= Job =
Write out again, word for word, everything from the line containing "one marker per instance, written like [406,241]" down to the last line of the entries below, including both ends.

= Data listing =
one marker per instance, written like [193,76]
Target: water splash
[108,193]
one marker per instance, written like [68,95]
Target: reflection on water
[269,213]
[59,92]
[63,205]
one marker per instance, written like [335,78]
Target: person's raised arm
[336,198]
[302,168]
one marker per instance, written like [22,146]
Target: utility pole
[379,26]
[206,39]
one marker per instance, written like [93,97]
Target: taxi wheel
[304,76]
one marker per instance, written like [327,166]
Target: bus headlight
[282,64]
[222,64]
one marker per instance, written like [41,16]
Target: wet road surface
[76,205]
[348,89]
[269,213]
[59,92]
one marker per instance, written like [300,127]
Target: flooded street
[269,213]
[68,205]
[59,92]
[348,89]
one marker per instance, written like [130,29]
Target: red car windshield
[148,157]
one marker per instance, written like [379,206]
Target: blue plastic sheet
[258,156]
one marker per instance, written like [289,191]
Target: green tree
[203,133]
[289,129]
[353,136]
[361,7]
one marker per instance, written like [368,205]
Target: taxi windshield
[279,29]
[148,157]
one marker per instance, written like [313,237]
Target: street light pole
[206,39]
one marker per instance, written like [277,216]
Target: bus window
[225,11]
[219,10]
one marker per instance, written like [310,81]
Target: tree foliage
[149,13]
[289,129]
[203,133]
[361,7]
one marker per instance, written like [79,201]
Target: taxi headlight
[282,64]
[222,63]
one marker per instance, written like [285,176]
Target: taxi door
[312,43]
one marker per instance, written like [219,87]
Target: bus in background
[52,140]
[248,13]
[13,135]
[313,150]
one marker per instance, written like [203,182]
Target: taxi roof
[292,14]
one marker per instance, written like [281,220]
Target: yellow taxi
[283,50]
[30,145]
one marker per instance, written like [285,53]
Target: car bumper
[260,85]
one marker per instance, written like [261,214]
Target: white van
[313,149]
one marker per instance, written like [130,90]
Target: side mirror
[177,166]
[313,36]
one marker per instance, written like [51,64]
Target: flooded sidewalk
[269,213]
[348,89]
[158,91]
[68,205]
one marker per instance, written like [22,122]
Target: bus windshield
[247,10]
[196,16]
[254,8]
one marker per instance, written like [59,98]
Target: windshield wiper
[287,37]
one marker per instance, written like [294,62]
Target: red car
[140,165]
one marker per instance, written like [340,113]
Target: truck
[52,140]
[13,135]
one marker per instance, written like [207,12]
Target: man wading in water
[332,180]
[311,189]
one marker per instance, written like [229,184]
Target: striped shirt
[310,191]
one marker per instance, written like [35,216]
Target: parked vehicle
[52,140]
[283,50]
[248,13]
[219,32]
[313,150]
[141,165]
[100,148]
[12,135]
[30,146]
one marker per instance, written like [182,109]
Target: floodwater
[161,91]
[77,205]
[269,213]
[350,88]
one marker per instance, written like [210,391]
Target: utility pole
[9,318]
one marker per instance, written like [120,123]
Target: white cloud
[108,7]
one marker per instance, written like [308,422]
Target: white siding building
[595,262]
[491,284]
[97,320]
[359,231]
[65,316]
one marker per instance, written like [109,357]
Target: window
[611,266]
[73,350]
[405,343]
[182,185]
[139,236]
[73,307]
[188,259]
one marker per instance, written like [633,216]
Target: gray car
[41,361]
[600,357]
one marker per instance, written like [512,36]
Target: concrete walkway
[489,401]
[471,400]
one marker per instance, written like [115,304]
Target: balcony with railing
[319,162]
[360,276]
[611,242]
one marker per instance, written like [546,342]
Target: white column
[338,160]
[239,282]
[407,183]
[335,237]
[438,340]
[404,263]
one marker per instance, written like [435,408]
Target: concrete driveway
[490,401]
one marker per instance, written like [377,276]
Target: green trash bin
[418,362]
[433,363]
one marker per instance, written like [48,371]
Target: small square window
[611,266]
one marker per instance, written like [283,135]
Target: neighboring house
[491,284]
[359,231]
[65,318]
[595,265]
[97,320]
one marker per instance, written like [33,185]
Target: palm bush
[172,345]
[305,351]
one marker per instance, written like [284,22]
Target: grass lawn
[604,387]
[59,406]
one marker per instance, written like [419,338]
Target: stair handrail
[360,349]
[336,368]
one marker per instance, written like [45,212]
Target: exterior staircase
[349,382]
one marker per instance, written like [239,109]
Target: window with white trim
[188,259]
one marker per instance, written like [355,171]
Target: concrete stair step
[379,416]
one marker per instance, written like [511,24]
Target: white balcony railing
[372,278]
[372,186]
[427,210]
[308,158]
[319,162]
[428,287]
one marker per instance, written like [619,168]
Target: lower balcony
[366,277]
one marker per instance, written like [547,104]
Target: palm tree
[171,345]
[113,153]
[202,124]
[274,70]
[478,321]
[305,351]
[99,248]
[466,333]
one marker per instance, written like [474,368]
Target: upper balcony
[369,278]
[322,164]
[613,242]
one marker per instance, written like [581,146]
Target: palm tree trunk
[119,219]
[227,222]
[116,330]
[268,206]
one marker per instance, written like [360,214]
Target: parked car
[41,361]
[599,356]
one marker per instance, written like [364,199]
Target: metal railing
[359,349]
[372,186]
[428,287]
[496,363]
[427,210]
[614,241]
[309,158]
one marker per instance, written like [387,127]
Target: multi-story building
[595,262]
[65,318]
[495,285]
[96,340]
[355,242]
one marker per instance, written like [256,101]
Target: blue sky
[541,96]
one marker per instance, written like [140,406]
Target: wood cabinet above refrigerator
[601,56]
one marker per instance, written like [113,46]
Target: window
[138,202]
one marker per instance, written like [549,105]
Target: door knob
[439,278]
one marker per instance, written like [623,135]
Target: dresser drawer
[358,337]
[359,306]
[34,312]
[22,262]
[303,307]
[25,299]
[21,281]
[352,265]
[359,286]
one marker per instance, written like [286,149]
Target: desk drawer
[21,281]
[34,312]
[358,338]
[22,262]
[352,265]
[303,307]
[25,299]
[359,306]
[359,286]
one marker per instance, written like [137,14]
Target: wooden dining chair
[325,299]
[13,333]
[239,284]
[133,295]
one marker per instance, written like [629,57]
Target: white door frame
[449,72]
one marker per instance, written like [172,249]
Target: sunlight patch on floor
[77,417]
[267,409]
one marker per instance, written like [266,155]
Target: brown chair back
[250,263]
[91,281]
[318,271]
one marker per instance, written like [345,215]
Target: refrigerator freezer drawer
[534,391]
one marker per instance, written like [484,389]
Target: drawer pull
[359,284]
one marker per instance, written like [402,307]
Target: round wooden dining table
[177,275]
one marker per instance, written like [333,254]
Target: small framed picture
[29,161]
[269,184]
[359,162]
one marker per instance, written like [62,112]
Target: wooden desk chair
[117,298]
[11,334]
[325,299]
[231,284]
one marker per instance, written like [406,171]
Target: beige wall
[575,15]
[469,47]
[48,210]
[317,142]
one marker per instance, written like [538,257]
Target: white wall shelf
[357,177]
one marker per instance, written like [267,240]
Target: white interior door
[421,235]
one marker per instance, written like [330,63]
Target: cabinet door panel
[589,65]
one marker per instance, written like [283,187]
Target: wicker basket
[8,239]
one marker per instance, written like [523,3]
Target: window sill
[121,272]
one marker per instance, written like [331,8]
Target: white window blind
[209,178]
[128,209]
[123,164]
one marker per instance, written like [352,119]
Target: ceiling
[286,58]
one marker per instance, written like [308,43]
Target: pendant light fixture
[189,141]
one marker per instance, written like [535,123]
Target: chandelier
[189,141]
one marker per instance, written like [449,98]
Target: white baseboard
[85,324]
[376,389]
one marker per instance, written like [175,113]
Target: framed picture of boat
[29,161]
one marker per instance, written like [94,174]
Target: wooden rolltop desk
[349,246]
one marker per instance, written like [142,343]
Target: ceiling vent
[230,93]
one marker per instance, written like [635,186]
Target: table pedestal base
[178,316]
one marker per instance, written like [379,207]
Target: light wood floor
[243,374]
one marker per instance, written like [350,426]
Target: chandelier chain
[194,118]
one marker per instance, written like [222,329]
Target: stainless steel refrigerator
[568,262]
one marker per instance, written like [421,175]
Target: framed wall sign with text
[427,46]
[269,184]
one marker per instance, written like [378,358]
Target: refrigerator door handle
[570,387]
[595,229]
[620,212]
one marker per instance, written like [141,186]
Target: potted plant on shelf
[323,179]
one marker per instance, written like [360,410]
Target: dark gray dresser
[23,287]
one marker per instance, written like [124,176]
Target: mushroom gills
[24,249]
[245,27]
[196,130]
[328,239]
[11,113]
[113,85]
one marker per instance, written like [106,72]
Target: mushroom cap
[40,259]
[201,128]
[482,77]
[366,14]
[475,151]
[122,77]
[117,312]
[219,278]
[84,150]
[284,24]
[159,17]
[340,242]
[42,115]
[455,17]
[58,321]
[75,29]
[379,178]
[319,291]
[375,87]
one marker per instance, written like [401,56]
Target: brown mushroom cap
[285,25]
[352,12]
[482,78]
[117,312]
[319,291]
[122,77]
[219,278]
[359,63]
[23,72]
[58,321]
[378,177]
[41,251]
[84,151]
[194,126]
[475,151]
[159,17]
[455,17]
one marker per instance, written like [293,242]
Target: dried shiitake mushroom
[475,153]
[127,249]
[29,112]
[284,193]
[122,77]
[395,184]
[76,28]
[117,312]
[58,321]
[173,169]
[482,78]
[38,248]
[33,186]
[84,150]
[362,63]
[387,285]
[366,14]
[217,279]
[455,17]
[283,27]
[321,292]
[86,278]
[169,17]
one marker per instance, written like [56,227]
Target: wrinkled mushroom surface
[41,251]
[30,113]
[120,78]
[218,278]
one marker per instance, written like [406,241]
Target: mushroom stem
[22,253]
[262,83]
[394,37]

= The output =
one marker per instance, written like [406,241]
Target: mushroom stem
[22,253]
[262,83]
[394,37]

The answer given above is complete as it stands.